(Stored records)
.....

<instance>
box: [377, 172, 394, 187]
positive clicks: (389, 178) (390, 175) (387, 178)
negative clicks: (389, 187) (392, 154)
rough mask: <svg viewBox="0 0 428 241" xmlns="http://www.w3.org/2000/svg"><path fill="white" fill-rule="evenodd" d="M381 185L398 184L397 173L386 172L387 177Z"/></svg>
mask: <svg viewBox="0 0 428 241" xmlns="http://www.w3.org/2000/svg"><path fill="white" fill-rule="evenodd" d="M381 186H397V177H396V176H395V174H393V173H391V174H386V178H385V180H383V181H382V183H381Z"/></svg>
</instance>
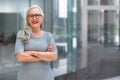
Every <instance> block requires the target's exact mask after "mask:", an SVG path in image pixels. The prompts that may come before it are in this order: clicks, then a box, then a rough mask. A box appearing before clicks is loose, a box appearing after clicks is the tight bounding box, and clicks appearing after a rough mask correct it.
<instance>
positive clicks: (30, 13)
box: [29, 8, 41, 14]
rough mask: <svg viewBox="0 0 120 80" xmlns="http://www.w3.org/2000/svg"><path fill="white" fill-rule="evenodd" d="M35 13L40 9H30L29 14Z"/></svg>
mask: <svg viewBox="0 0 120 80" xmlns="http://www.w3.org/2000/svg"><path fill="white" fill-rule="evenodd" d="M35 13H39V14H40V13H41V11H40V10H39V9H38V8H33V9H30V11H29V14H35Z"/></svg>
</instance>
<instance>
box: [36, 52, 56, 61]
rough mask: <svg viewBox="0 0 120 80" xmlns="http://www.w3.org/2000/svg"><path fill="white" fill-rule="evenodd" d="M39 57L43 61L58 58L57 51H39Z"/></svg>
mask: <svg viewBox="0 0 120 80" xmlns="http://www.w3.org/2000/svg"><path fill="white" fill-rule="evenodd" d="M37 57H38V58H40V59H41V60H43V61H55V60H57V53H55V52H37Z"/></svg>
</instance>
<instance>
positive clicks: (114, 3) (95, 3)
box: [88, 0, 120, 5]
mask: <svg viewBox="0 0 120 80" xmlns="http://www.w3.org/2000/svg"><path fill="white" fill-rule="evenodd" d="M119 1H120V0H88V5H119V4H120V2H119Z"/></svg>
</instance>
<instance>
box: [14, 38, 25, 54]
mask: <svg viewBox="0 0 120 80" xmlns="http://www.w3.org/2000/svg"><path fill="white" fill-rule="evenodd" d="M21 52H24V43H23V42H22V40H21V39H18V38H17V39H16V42H15V55H16V54H18V53H21Z"/></svg>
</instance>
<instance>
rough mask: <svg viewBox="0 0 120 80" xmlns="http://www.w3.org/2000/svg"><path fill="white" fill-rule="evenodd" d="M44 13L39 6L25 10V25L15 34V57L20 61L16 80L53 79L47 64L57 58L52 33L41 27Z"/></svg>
mask: <svg viewBox="0 0 120 80" xmlns="http://www.w3.org/2000/svg"><path fill="white" fill-rule="evenodd" d="M43 20H44V14H43V11H42V9H41V8H40V7H38V6H32V7H30V8H29V9H28V10H27V13H26V23H27V27H26V28H25V29H24V30H21V31H19V32H18V34H17V39H16V43H15V54H16V58H17V59H18V60H19V61H20V62H21V63H22V65H21V67H20V71H19V74H18V80H54V75H53V72H52V70H51V68H50V66H49V62H50V61H55V60H56V59H57V48H56V45H55V40H54V38H53V35H52V34H51V33H49V32H46V31H43V30H42V29H41V27H42V23H43Z"/></svg>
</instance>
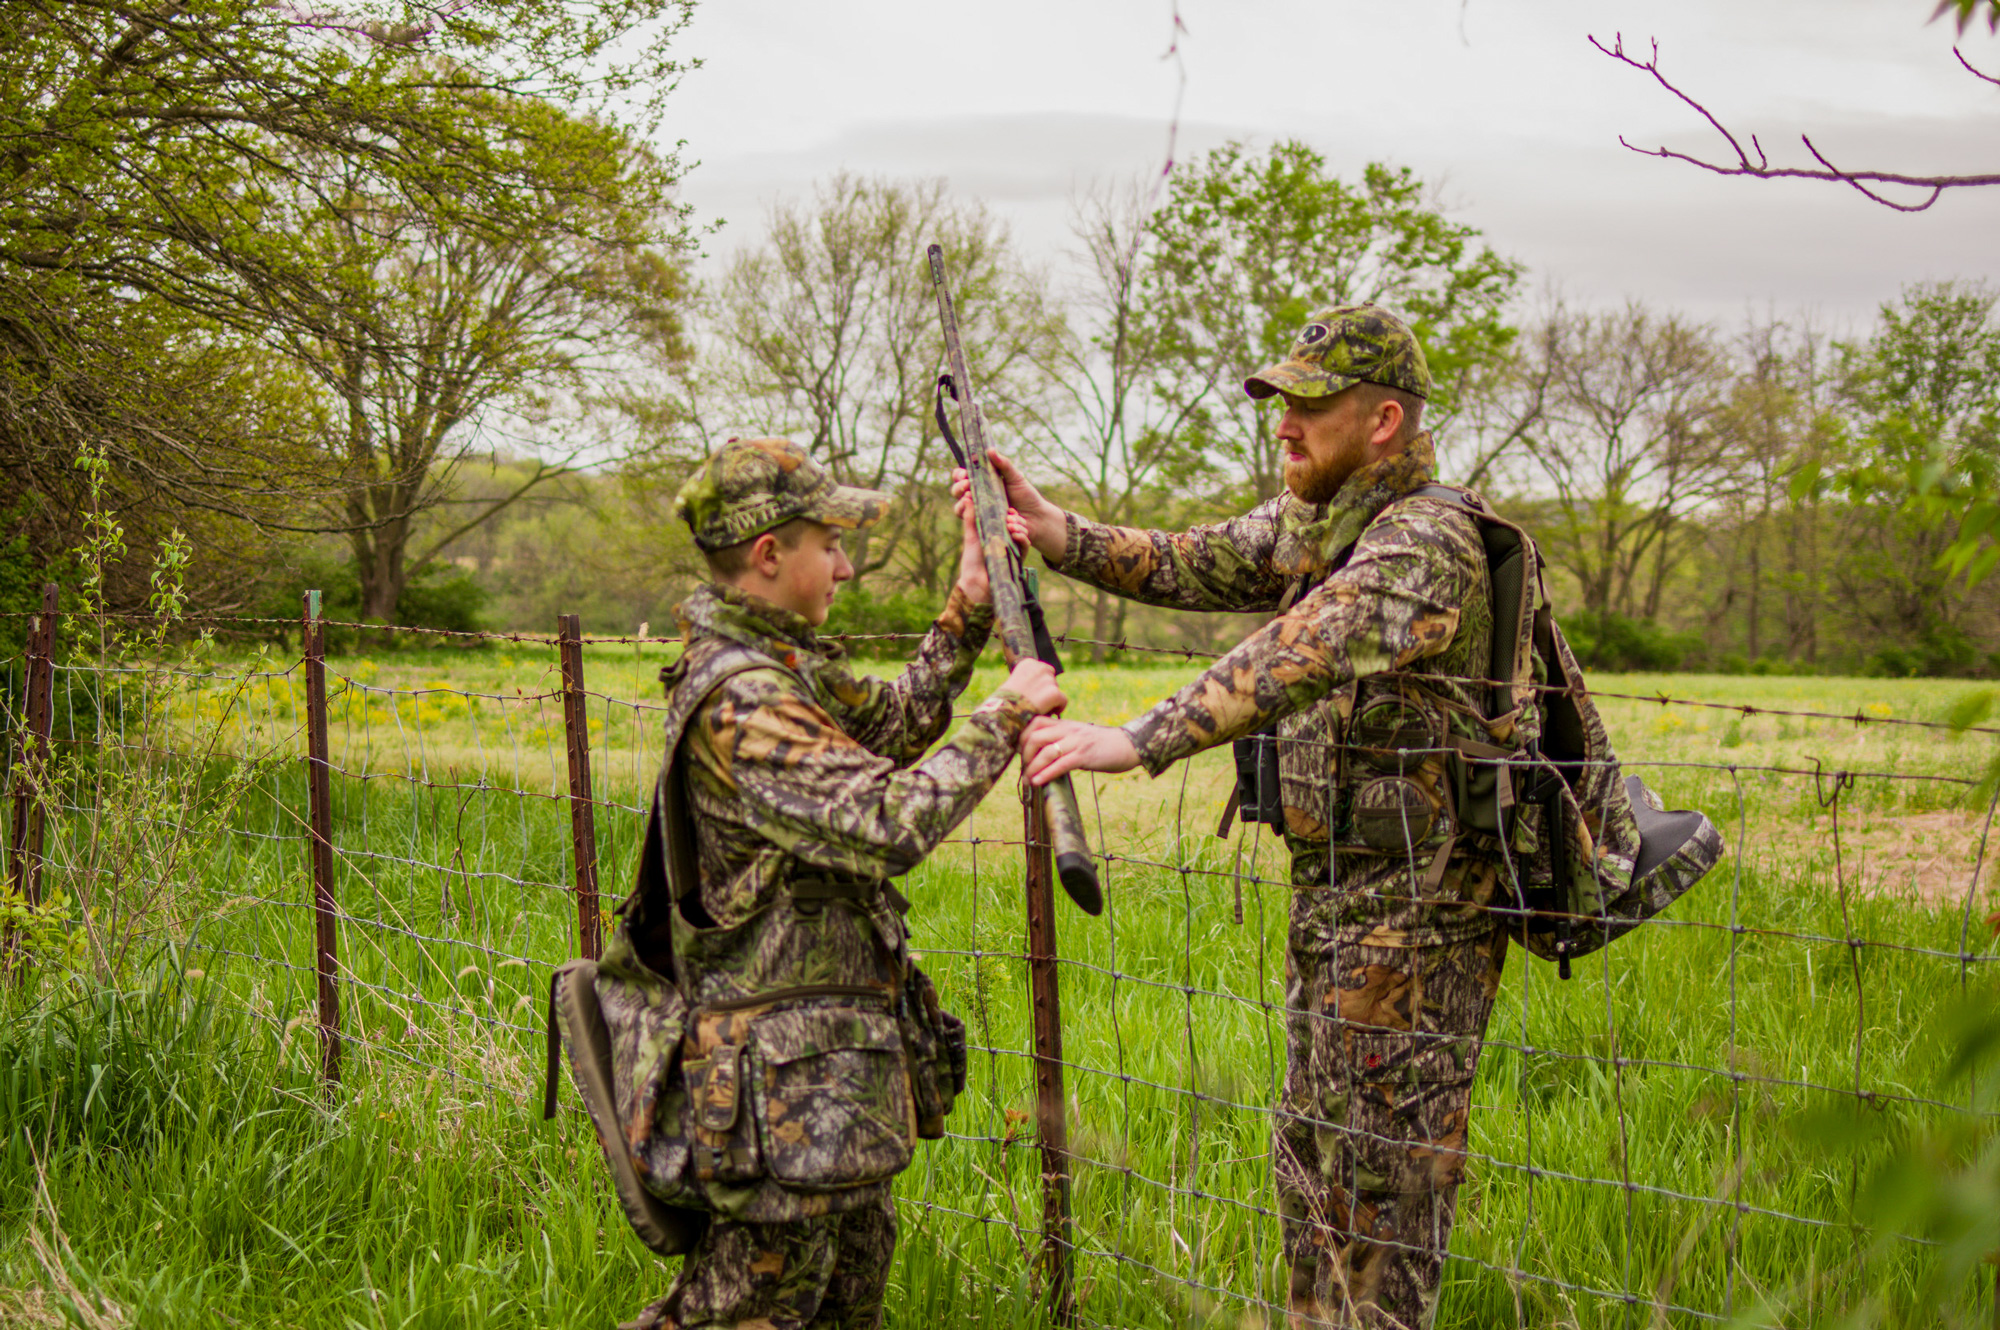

.....

# [Prompt]
Give back exactly the lines from the top of the records to the line containing "box: [29, 8, 41, 14]", both included, and no pictures.

# [Solution for this exercise]
<instance>
box: [377, 172, 394, 187]
positive clicks: (389, 178) (390, 175) (387, 178)
negative clicks: (389, 187) (392, 154)
rough mask: <svg viewBox="0 0 428 241" xmlns="http://www.w3.org/2000/svg"><path fill="white" fill-rule="evenodd" d="M381 185L398 184L397 173L386 172L387 177Z"/></svg>
mask: <svg viewBox="0 0 428 241" xmlns="http://www.w3.org/2000/svg"><path fill="white" fill-rule="evenodd" d="M381 186H397V177H396V176H395V174H393V173H391V174H386V178H385V180H383V181H382V183H381Z"/></svg>
</instance>
Every <instance> block requires the target's exact mask after "mask:", an SVG path in image pixels. The prompts that may come before it are in this order: clicks, then a box, then a rough mask. A box appearing before clicks is loose, a box appearing after clicks is the tight bounding box, and clicks appearing after a rough mask correct it.
<instance>
positive clicks: (30, 13)
box: [29, 8, 41, 14]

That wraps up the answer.